▸ 任务目标
从下面的条目里筛出所有包含“green”这个词的行，一行不漏地照抄下来。大小写不同的不算。

▸ 数据部分
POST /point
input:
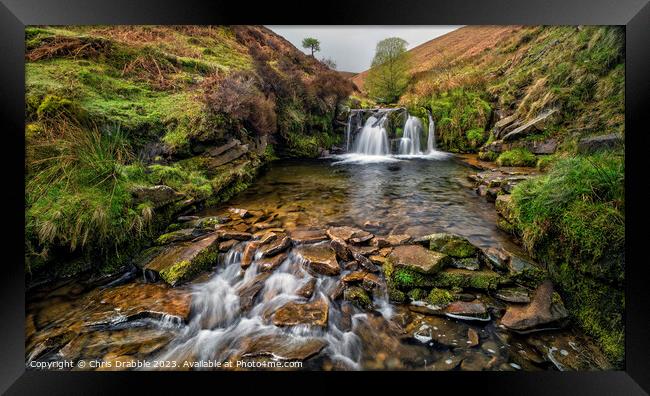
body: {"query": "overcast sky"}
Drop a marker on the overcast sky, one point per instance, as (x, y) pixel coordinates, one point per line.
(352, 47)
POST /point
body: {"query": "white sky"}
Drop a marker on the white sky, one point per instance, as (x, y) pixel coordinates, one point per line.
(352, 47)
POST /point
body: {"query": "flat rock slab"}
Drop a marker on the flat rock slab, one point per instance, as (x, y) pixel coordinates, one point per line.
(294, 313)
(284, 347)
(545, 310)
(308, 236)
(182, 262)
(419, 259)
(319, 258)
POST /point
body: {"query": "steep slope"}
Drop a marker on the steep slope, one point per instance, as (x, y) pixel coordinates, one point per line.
--
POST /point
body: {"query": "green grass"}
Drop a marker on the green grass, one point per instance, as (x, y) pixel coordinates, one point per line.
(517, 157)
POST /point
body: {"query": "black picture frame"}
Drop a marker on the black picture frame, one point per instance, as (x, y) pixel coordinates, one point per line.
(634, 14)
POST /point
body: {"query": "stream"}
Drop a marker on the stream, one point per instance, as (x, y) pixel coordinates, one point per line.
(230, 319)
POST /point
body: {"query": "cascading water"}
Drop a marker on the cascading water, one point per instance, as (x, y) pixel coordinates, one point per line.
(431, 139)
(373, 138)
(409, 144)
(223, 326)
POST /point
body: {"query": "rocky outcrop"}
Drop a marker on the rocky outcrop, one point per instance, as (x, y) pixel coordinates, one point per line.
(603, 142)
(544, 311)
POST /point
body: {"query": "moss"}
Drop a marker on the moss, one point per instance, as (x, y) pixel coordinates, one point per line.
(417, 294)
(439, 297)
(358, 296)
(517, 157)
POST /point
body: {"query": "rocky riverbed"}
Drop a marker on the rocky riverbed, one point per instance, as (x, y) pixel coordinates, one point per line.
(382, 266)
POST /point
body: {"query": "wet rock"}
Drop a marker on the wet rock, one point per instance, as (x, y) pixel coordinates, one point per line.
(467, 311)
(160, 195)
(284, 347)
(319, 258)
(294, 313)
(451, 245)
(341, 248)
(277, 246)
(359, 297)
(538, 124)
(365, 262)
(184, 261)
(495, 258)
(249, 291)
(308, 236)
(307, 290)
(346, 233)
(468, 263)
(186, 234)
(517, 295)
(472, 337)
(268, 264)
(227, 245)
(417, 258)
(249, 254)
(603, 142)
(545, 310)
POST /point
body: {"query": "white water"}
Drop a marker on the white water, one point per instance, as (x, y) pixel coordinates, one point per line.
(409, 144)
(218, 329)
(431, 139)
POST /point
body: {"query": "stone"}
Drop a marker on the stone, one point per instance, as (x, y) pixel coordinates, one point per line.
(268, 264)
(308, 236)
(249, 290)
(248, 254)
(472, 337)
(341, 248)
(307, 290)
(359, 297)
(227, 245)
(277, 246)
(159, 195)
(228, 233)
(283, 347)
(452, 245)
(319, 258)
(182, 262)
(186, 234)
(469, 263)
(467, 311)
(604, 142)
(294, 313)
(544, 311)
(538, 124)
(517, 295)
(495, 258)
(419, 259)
==
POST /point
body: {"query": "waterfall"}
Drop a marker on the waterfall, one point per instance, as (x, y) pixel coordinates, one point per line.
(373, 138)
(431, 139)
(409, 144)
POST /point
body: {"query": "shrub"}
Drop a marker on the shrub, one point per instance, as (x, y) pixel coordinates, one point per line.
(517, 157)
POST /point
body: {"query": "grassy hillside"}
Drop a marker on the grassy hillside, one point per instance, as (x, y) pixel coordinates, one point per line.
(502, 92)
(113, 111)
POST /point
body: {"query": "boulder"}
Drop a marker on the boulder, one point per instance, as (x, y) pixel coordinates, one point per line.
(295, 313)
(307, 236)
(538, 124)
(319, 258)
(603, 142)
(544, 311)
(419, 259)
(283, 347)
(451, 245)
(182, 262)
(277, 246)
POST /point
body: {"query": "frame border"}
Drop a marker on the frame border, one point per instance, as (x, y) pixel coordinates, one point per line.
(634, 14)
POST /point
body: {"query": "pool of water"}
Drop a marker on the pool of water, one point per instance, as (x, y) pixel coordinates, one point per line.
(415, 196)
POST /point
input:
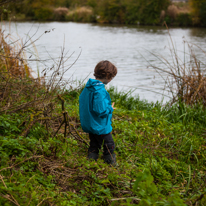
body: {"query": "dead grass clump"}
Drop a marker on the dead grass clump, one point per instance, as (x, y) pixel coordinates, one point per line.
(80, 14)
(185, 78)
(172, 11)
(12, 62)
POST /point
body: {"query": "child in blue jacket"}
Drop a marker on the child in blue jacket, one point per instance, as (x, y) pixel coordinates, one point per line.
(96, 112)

▸ 预期答案
body: {"query": "green grass"}
Drop a marker on the green grass, one point per instance, as (x, y) pixel coordinates, one point per line.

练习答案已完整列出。